[Testo fornito]

Cultura umanistica fuori dalle task force: così l’Italia s’impoverisce

Cultura umanistica e task force per l'emergenza: che occasione sprecata per gestire la crisi e ricostruire cambiando l'Italia!

Cultura umanistica e task force per l'emergenza: che occasione sprecata per gestire la crisi e ricostruire cambiando l'Italia!

Cultura umanistica e commissioni per far fronte all’emergenza coronavirus e alle sue conseguenze: un matrimonio che non s’ha da fare, né domani né mai. Tanto nella task force di Vittorio Colao quanto nelle altre commissioni che supportano con le proprie competenze le decisioni del Governo mancano gli umanisti. Non è questione da poco. Non riconoscere il valore del sapere umanistico nell’affrontare la crisi e la ricostruzione significa preparare il terreno a una società in molti sensi più povera.

[/Testo fornito]
[Dati di partenza]

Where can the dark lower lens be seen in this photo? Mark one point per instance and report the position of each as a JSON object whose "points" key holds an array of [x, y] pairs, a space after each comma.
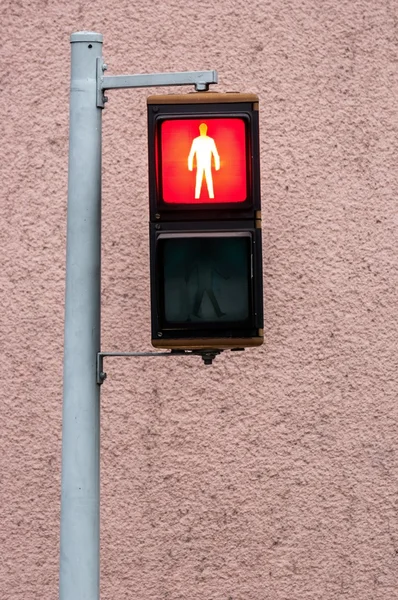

[/Dati di partenza]

Istruzioni:
A. Riporta, una per riga, tutte le frasi del paragrafo del testo sulla cultura umanistica e le task force che comincia con "Cultura umanistica e commissioni".
B. Prosegui il testo sulla cultura umanistica e le task force, ripartendo dopo la sua ultima frase.

Risposte in ordine:
A.
Cultura umanistica e commissioni per far fronte all’emergenza coronavirus e alle sue conseguenze: un matrimonio che non s’ha da fare, né domani né mai.
Tanto nella task force di Vittorio Colao quanto nelle altre commissioni che supportano con le proprie competenze le decisioni del Governo mancano gli umanisti.
Non è questione da poco.
Non riconoscere il valore del sapere umanistico nell’affrontare la crisi e la ricostruzione significa preparare il terreno a una società in molti sensi più povera.

B.
Nelle commissioni per far fronte all’emergenza in corso e ripartire la cultura umanistica è un’illustrissima assente. Nella squadra di Vittorio Colao prevalgono le competenze tecniche di carattere economico-gestionale. Dei 17 membri, 10 – tra top manager e studiosi – sono competenti in materia economica. A loro supporto, 4 esperti della qualità della vita e del lavoro, 2 giuristi e un esperto per l’innovazione. Nessun umanista pervenuto. Né le cose vanno meglio nelle altre commissioni. Un caso notevole è costituito dalla task force “Donne per un nuovo Rinascimento voluto dalla ministra per le Pari Opportunità Elena Bonetti. Nonostante il nome, infatti, una sola componente, la direttrice della Galleria Nazionale d’Arte Moderna Cristiana Collu, porta alla task force il contributo della cultura umanistica. Le altre esperte sono in maggioranza economiste e manager (7), supportate da 3 scienziate e da una specialista dell’informazione.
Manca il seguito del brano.